_Information provided_:

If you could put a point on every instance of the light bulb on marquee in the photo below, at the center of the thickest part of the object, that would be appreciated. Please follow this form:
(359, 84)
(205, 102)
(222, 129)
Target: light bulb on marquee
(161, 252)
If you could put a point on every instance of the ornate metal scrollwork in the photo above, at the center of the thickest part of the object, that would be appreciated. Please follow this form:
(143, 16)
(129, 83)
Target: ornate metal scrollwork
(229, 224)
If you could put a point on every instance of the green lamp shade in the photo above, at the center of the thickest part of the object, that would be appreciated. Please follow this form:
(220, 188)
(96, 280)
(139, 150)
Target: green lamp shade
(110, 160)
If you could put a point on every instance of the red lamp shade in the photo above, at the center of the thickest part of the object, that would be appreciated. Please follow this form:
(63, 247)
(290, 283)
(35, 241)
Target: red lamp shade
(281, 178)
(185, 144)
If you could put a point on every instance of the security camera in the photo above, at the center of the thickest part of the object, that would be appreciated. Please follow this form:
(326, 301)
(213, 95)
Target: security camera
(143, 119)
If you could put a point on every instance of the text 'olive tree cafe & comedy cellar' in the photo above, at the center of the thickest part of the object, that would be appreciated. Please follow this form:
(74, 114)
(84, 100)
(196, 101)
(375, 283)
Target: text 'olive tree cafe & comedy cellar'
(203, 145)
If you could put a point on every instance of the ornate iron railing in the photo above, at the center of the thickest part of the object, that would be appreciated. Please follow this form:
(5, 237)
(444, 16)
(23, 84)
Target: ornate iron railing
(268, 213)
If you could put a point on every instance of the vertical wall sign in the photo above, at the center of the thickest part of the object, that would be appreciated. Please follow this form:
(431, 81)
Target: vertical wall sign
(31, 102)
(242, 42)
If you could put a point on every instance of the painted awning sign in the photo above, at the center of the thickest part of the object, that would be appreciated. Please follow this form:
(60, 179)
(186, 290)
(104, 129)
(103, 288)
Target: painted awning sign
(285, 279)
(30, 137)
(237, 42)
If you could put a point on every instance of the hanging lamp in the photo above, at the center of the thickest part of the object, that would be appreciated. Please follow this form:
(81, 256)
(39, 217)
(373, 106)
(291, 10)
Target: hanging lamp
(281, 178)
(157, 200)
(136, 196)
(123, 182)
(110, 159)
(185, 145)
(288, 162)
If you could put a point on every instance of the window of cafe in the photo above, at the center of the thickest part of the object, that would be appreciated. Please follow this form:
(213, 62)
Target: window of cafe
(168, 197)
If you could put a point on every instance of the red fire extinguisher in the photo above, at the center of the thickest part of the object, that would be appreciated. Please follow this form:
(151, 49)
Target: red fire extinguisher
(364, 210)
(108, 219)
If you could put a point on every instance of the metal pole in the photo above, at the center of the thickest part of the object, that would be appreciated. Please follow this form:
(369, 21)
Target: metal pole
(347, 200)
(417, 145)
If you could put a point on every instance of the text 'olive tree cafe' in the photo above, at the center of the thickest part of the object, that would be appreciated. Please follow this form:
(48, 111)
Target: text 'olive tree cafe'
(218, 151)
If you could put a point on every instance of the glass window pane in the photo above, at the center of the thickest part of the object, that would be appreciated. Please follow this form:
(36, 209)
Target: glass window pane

_Challenge_: Copy out, character for character, the stretch from the line containing "of the glass" through the end of the material.

_Correct response_:
If you could put a point on every instance of the glass window pane in the photo above, at the center of the thickest part of the object, that would be appreciated. Please follow this form:
(36, 209)
Target: glass window pane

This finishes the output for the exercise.